Problem requirements → Retype exactly the lines from the line with "the woman's left" to the end of the data, keeping both boundary lines.

Available data →
◇ ◇ ◇ ◇ ◇

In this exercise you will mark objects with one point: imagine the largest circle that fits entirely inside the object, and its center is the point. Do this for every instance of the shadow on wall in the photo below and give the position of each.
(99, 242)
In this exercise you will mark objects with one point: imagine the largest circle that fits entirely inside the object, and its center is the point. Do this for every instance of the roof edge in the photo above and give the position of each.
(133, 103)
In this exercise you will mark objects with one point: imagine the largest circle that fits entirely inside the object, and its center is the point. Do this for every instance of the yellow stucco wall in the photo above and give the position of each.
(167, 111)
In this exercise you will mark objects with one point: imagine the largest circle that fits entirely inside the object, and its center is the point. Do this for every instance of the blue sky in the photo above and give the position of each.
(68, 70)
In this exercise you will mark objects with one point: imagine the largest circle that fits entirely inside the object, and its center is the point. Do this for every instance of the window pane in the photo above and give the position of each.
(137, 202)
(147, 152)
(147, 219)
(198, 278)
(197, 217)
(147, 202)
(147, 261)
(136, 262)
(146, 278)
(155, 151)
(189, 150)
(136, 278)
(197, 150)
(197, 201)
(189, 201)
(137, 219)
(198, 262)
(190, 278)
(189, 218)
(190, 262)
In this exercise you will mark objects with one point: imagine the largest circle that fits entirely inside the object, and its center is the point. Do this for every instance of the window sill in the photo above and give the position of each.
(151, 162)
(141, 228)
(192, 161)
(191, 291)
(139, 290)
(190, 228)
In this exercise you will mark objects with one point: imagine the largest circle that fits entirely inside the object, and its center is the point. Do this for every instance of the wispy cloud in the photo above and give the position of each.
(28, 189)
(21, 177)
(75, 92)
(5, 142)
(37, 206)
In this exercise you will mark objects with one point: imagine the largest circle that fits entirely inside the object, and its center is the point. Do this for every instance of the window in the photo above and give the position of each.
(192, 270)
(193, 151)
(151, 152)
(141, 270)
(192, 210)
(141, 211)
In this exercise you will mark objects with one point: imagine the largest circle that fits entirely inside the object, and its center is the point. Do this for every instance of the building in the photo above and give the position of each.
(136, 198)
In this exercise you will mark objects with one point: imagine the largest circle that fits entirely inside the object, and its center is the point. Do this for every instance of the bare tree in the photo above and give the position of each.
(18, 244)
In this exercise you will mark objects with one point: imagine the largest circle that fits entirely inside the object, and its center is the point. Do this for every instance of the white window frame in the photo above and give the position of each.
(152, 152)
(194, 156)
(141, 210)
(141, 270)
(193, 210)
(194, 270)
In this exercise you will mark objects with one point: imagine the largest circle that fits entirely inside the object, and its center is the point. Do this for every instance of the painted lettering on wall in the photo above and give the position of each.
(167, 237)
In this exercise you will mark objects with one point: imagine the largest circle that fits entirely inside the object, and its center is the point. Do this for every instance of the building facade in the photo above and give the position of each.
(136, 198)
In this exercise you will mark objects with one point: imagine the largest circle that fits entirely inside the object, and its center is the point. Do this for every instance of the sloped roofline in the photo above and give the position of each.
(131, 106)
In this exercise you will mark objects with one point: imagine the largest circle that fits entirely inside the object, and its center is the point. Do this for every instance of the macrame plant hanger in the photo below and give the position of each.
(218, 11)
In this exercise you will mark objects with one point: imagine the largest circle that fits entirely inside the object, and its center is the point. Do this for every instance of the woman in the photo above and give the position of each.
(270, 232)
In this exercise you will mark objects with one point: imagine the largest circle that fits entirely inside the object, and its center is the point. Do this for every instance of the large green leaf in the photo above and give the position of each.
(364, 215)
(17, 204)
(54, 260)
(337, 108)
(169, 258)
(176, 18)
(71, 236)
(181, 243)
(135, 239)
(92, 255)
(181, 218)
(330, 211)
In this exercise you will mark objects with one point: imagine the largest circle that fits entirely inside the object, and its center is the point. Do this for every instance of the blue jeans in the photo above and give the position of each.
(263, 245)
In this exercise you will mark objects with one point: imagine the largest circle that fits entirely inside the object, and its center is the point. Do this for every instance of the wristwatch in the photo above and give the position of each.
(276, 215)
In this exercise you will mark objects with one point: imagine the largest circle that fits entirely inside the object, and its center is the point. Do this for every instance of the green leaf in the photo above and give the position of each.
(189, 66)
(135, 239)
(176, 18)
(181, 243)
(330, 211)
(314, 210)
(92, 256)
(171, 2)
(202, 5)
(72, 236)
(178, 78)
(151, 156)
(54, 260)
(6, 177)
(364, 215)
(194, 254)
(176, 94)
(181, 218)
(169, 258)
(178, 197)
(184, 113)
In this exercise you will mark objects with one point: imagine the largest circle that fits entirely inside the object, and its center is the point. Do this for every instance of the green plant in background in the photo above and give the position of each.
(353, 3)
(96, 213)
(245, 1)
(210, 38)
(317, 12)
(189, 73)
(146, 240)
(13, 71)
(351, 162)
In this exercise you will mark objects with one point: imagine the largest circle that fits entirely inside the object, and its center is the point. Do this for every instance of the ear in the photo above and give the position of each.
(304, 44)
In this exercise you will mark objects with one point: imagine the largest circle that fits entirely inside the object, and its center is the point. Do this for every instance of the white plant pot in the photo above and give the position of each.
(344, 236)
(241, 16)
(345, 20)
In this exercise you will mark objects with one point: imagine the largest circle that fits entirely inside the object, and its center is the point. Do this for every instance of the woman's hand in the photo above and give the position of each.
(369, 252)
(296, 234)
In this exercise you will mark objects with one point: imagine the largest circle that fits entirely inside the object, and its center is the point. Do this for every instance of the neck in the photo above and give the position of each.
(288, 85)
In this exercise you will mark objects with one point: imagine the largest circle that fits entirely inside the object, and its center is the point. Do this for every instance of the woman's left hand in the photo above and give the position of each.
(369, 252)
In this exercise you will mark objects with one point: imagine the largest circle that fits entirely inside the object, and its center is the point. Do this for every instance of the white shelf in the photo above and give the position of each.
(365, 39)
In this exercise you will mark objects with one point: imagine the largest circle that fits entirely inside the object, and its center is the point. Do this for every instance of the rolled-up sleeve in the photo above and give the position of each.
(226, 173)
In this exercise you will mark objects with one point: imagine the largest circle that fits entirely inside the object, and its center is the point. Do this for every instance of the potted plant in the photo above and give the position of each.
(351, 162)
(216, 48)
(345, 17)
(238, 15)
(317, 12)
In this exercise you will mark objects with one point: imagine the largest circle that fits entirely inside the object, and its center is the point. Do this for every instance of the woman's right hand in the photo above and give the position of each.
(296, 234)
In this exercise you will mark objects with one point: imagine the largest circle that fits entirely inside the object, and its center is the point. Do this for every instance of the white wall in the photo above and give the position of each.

◇ ◇ ◇ ◇ ◇

The response →
In this exercise you will mark objects with one point: imagine the largest circle that fits entirely inside the object, and its center is the point. Do this for every instance of the woman's left hand in the photo above and give the position of each.
(369, 252)
In this exercise you will mark objects with one point: imagine the largest circle that fits entirely inside the object, and its center is the point. Do this for every instance of the white shelf in the photo above and give the position of each.
(365, 39)
In this exercise you will mark objects with one point: imagine the largest circle that fits entirely inside the object, and its center is the point. Do this for every instance of the rolled-up sleeve in the photo above and give the position of each.
(226, 173)
In this exercise you will mark objects with one point: imagine the largest circle that fits entirely inside the object, and its center is the point. Do this for every instance of the potted plant in the photo above and give the position of each.
(351, 162)
(216, 48)
(345, 17)
(238, 15)
(317, 12)
In this exercise you will mark objects with one point: imagine the largest circle that fits entirely inside the object, and its center is the point. Do this for every instance of the woman's right hand in the photo above and give the position of each.
(296, 234)
In this exercise you will mark objects with one point: imagine the largest circle that fits entirely inside the object, and its center is the point. Do this for every instance of the white wall in the photo above and give the position of each.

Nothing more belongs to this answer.